◆ Textabschnitt
* * * * * * *
Der Betrieb beider Zuckerfabriken in Österreich ist notwendig, um die zu erwartenden Rübenmengen bewältigen zu können.” So lautet das Ergebnis des “Ständigen Ausschusses von Agrana und Rübenbauern” (Star), der am Mittwoch, 12. August 2020, getagt hat, um die Rahmenbedingungen für die Kampagne 2020 zu vereinbaren. Laut Aussendung der Rübenbauern haben sich damit die seit einiger Zeit kursierenden Gerüchte über eine Schließung der Zuckerfabrik Leopoldsdorf als haltlos erwiesen.
Entstanden ist die Debatte vor allem aufgrund der auf einen historischen Tiefstand gesunkenen Anbaufläche. Zwar wurden im Frühjahr rund 34.000 ha Rübenfläche kontrahiert, aufgrund massiven Schädlingsbefalls fiel die Fläche auf nur noch knapp über 26.000 ha. Damit stand die Stilllegung einer Fabrik im Raum. Verunsicherung in der Branche entstand zudem durch die Dienstfreistellung zweier Geschäftsführer der Zuckersparte von Seiten Agranas.
Gute Erträge in Aussicht
Aufgrund der guten Niederschlagsversorgung und der damit einhergehenden guten Entwicklung der Rübenbestände in den vergangenen Wochen erwartete man nun Durchschnittserträge von etwa 84 t/ha. Die Bandbreite der Ertragserwartungen reicht von durchschnittlich 70 bis 82 t/ha im östlichen Anbaugebiet und von 82 bis 96 t/ha im westlichen Anbaugebiet. Aufgrund dieser erfreulichen Ertragserwartung ist nun eine Kampagne in beiden Zuckerfabriken sinnvoll. Die Kampagne wird voraussichtlich in den ersten Oktobertagen starten. Die Detailplanung erfolgt durch die Agrana-Rohstoffabteilung.
* * * * * * *
◆ Gezeigte Einträge
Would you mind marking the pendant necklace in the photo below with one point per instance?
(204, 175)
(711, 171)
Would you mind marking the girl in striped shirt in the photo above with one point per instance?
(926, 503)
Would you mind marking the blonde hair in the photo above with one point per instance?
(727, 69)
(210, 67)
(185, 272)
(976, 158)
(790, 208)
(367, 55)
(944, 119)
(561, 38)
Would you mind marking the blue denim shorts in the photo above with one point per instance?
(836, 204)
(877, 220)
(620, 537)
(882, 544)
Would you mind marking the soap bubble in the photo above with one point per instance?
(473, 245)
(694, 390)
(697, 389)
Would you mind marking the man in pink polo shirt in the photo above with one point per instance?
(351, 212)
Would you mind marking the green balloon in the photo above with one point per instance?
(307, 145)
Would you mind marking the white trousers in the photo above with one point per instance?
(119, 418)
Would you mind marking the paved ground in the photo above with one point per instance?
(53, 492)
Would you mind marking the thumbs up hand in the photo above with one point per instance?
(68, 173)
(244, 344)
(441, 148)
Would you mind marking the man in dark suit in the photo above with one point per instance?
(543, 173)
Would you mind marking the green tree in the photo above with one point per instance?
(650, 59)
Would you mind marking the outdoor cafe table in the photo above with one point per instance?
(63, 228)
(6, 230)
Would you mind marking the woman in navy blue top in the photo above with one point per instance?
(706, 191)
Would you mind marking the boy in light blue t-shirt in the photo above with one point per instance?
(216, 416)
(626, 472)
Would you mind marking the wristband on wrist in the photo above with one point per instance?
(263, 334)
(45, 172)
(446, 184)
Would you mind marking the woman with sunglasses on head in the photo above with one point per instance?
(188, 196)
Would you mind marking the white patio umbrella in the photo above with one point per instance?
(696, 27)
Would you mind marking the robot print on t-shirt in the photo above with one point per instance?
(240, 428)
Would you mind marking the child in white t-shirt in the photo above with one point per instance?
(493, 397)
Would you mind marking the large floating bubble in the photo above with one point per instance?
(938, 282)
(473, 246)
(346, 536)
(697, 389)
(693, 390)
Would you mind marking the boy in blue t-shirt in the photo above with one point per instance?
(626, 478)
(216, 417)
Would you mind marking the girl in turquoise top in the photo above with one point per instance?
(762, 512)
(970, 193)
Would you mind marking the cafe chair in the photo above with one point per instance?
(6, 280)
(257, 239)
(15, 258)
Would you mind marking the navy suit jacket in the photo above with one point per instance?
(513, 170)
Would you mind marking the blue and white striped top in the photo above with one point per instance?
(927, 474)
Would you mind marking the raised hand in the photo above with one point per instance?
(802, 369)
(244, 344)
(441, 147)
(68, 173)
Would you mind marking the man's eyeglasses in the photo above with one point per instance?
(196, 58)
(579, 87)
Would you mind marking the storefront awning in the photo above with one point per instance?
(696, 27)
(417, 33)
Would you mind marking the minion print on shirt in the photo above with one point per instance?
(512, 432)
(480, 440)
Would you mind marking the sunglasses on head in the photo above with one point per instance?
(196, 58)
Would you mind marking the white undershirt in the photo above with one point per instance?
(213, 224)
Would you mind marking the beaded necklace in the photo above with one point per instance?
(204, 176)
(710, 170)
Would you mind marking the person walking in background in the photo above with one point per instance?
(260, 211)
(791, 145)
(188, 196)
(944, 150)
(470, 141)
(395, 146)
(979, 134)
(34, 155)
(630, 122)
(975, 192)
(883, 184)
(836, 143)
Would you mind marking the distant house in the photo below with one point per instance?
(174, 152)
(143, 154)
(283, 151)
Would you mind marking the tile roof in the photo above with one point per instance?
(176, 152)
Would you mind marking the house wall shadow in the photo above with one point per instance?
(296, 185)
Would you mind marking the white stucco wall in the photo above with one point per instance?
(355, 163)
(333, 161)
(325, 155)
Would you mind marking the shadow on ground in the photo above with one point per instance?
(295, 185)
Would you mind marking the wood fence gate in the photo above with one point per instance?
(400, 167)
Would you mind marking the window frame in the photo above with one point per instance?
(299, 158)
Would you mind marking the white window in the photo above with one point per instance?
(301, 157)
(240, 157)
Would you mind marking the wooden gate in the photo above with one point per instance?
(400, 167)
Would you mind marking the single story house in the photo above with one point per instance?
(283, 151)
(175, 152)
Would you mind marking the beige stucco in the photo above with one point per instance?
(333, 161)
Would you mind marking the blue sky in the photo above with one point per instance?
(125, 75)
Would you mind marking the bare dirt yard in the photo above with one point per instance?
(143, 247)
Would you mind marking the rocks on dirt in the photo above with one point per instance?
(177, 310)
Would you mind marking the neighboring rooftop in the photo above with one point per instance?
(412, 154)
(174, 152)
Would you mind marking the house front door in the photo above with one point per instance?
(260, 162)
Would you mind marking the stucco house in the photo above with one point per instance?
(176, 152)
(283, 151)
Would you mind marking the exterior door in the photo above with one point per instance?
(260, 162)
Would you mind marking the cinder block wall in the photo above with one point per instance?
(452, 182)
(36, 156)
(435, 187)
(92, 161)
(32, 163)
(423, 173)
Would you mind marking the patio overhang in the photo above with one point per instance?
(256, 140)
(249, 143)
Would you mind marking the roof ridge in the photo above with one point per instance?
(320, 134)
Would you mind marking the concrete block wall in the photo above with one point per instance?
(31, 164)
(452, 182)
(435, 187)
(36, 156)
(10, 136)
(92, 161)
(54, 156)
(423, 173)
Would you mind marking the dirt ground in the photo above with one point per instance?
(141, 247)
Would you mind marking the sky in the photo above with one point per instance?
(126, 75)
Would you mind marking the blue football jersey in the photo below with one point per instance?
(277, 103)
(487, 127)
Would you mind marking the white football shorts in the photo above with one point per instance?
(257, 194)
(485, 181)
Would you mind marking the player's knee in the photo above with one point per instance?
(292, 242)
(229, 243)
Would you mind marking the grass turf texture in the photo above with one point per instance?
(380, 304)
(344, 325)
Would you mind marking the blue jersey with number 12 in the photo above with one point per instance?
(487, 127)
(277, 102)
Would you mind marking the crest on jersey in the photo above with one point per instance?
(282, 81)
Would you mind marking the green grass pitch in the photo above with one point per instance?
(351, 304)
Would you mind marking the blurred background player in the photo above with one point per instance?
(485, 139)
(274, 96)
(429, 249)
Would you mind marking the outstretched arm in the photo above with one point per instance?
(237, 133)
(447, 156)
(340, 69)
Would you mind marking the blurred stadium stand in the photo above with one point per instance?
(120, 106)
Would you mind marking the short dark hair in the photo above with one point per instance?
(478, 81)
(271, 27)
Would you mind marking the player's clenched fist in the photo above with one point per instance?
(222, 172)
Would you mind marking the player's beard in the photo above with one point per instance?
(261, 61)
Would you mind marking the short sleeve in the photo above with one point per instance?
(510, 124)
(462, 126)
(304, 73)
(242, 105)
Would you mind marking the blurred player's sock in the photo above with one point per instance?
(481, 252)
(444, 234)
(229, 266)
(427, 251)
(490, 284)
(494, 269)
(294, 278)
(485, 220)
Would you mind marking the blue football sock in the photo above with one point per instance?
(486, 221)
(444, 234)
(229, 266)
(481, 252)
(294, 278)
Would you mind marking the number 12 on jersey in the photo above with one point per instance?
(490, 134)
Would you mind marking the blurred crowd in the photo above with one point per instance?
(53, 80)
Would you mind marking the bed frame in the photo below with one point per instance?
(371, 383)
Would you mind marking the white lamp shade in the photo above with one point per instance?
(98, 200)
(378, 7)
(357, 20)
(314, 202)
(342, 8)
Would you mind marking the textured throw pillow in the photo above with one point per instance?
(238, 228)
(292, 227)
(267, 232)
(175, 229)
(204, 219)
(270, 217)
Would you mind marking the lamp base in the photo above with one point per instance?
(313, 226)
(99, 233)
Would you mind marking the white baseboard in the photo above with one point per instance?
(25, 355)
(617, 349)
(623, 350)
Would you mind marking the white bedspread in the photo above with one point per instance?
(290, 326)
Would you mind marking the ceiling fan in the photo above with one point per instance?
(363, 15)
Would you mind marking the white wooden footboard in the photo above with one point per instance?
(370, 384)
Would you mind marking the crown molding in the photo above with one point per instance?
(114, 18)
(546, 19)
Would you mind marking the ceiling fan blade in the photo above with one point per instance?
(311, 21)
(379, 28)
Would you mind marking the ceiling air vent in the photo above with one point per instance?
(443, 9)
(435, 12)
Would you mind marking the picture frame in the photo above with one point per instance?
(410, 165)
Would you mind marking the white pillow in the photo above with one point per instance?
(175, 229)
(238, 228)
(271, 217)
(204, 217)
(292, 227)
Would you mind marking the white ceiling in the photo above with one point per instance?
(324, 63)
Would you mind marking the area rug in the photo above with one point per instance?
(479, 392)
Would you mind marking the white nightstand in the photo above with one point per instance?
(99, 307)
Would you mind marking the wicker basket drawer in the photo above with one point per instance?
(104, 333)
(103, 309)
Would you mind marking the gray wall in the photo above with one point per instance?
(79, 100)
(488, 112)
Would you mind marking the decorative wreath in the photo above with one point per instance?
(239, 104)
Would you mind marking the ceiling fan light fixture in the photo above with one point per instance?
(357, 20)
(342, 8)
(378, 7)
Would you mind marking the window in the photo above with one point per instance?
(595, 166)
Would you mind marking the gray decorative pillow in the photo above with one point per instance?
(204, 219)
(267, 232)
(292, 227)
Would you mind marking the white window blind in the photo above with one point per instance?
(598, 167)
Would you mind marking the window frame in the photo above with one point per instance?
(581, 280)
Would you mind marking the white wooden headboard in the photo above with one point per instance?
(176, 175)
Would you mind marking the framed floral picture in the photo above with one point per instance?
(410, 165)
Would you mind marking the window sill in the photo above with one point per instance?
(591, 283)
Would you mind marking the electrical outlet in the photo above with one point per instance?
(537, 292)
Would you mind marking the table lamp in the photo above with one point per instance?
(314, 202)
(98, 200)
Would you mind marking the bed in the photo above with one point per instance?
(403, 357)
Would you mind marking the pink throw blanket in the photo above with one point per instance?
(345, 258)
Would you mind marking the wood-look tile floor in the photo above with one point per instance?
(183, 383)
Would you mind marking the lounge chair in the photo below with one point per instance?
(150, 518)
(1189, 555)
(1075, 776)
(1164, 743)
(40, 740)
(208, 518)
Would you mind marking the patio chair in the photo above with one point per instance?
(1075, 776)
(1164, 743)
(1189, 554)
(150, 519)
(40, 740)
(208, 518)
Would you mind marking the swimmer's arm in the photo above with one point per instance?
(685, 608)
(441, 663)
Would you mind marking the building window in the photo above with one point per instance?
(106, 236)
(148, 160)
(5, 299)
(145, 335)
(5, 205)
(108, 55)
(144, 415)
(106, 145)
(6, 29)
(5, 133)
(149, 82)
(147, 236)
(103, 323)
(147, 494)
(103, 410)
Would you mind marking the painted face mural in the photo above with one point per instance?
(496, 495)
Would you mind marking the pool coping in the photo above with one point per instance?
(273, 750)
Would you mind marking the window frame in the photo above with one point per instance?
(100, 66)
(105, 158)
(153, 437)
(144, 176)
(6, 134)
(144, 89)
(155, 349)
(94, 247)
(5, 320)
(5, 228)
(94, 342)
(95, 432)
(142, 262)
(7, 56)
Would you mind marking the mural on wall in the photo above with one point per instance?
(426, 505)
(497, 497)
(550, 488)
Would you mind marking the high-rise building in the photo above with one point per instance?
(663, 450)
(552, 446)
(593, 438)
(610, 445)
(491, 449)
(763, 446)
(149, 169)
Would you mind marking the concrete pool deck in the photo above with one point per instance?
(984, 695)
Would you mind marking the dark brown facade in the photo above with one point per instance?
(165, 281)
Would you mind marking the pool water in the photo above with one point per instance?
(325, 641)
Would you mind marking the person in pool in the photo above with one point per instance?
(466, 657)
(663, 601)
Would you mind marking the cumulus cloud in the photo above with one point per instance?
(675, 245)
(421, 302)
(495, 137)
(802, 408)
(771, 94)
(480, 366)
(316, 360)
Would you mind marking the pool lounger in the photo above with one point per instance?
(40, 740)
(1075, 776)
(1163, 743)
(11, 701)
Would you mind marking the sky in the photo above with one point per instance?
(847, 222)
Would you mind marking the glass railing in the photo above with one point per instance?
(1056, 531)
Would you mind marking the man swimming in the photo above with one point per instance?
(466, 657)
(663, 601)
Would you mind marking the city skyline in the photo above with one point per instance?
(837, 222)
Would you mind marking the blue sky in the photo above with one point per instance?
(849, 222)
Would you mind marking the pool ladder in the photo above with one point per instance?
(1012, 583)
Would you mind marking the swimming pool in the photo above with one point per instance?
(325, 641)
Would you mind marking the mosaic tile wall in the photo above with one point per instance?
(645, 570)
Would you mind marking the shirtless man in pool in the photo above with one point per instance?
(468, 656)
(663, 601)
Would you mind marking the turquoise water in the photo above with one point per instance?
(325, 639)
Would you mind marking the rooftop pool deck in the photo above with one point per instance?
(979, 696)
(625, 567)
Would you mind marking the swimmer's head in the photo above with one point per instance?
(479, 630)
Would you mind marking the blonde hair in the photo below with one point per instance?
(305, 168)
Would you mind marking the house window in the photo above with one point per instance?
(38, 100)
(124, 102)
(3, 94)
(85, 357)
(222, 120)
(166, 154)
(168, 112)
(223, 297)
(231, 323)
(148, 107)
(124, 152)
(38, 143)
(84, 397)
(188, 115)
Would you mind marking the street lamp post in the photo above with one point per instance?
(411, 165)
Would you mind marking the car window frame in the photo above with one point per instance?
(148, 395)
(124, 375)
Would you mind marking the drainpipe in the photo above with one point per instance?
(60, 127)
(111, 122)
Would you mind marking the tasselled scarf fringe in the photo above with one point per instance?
* * * * * * *
◆ Aufgabenstellung
Erklären Sie anhand des Textes über die Zuckerfabriken, warum eine Kampagne in beiden Zuckerfabriken nun als sinnvoll gilt. Antworten Sie in einem bis drei Sätzen.

◆ Antwort
Dank der guten Niederschlagsversorgung haben sich die Rübenbestände in den vergangenen Wochen gut entwickelt, sodass nun Durchschnittserträge von etwa 84 t/ha erwartet werden. Wegen dieser erfreulichen Ertragserwartung ist eine Kampagne in beiden Zuckerfabriken sinnvoll.